- [What needs to be done]
Set out the material below as a Markdown table with two columns, Row and Line, giving each line its own numbered row and skipping blank lines.

Begin Data provided

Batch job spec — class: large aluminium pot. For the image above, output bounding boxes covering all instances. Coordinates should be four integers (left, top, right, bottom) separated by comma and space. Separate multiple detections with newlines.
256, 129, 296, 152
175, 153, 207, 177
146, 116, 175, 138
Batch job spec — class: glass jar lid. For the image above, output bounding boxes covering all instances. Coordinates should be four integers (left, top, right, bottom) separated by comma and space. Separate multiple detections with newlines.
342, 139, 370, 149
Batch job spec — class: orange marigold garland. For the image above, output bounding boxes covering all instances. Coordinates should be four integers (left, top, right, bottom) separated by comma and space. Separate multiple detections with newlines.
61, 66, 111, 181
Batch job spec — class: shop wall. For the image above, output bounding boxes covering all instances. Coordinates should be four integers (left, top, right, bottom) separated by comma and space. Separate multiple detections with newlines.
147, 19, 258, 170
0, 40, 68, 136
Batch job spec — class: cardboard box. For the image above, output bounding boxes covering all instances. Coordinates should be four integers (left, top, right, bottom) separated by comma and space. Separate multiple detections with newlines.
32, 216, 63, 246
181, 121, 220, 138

End Data provided

- [The output]
| Row | Line |
|---|---|
| 1 | Batch job spec — class: large aluminium pot. For the image above, output bounding boxes covering all instances. Coordinates should be four integers (left, top, right, bottom) separated by comma and space. Separate multiple detections with newlines. |
| 2 | 256, 129, 296, 152 |
| 3 | 175, 153, 207, 177 |
| 4 | 146, 116, 175, 138 |
| 5 | Batch job spec — class: glass jar lid. For the image above, output bounding boxes covering all instances. Coordinates should be four integers (left, top, right, bottom) separated by comma and space. Separate multiple detections with newlines. |
| 6 | 342, 139, 370, 149 |
| 7 | Batch job spec — class: orange marigold garland. For the image above, output bounding boxes covering all instances. Coordinates should be four integers (left, top, right, bottom) separated by comma and space. Separate multiple detections with newlines. |
| 8 | 61, 66, 111, 181 |
| 9 | Batch job spec — class: shop wall. For the image above, output bounding boxes covering all instances. Coordinates should be four integers (left, top, right, bottom) separated by comma and space. Separate multiple detections with newlines. |
| 10 | 147, 19, 258, 170 |
| 11 | 0, 40, 68, 136 |
| 12 | Batch job spec — class: cardboard box. For the image above, output bounding boxes covering all instances. Coordinates should be four integers (left, top, right, bottom) separated by comma and space. Separate multiple detections with newlines. |
| 13 | 32, 216, 63, 246 |
| 14 | 181, 121, 220, 138 |